AIM >> Please rewrite the entries below with each "field scouting" swapped for "wetland survey" and every other part left as it stands.

begin DATASET EXCERPTS

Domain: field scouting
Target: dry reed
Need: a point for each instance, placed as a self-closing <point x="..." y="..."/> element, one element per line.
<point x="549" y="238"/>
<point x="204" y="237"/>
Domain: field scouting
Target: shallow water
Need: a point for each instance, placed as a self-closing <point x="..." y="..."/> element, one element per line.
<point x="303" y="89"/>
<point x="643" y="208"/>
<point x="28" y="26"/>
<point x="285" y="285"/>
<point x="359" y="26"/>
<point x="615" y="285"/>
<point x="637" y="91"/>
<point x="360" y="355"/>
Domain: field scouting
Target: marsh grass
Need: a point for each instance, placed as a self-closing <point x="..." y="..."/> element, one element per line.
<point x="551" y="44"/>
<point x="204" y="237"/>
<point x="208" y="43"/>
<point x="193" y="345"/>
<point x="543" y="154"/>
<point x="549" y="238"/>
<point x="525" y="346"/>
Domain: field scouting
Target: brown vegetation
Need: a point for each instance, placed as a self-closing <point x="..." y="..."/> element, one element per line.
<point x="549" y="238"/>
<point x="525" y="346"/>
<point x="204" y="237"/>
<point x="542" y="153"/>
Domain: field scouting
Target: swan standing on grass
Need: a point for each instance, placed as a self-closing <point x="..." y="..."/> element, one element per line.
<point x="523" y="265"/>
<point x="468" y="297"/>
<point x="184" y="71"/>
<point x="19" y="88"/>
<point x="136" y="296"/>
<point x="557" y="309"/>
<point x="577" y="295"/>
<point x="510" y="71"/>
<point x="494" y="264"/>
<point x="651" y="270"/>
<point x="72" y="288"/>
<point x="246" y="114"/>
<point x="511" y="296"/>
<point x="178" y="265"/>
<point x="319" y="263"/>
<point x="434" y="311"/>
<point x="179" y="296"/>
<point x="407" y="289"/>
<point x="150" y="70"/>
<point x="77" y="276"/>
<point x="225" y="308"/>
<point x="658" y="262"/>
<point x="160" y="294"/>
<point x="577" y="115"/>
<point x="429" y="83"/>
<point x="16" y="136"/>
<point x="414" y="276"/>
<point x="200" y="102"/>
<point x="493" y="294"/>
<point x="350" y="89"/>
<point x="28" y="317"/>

end DATASET EXCERPTS

SOLUTION FOR THIS EXERCISE >>
Domain: wetland survey
Target: dry reed
Need: a point for each instance, placed as a self-closing <point x="..." y="..."/> element, one element per line.
<point x="549" y="238"/>
<point x="204" y="237"/>
Domain: wetland survey
Target: shallow water
Need: a point for each instance, placed as a self-closing <point x="..." y="..."/> element, one element per line.
<point x="303" y="89"/>
<point x="643" y="208"/>
<point x="28" y="26"/>
<point x="285" y="285"/>
<point x="359" y="26"/>
<point x="615" y="285"/>
<point x="637" y="91"/>
<point x="360" y="355"/>
Domain: wetland survey
Target: marsh grass
Need: a point for each instance, placed as a self-closing <point x="..." y="..."/> element, one element per line.
<point x="551" y="44"/>
<point x="204" y="237"/>
<point x="208" y="43"/>
<point x="193" y="345"/>
<point x="543" y="154"/>
<point x="549" y="238"/>
<point x="525" y="346"/>
Domain: wetland survey
Target: brown vegetation
Need: a point for each instance, placed as a self-closing <point x="..." y="..."/> element, one element per line.
<point x="549" y="238"/>
<point x="525" y="346"/>
<point x="204" y="237"/>
<point x="542" y="153"/>
Domain: wetland survey
Target: swan standing on grass
Need: a point for each instance, placed as a self-closing <point x="..." y="..."/> element, one element per line.
<point x="523" y="265"/>
<point x="468" y="297"/>
<point x="184" y="71"/>
<point x="19" y="88"/>
<point x="136" y="296"/>
<point x="557" y="309"/>
<point x="577" y="295"/>
<point x="510" y="71"/>
<point x="494" y="264"/>
<point x="651" y="270"/>
<point x="72" y="288"/>
<point x="246" y="114"/>
<point x="511" y="296"/>
<point x="178" y="265"/>
<point x="319" y="263"/>
<point x="434" y="311"/>
<point x="179" y="296"/>
<point x="407" y="289"/>
<point x="150" y="70"/>
<point x="77" y="276"/>
<point x="225" y="308"/>
<point x="658" y="262"/>
<point x="160" y="294"/>
<point x="577" y="115"/>
<point x="429" y="83"/>
<point x="16" y="136"/>
<point x="414" y="276"/>
<point x="200" y="102"/>
<point x="493" y="294"/>
<point x="350" y="89"/>
<point x="28" y="317"/>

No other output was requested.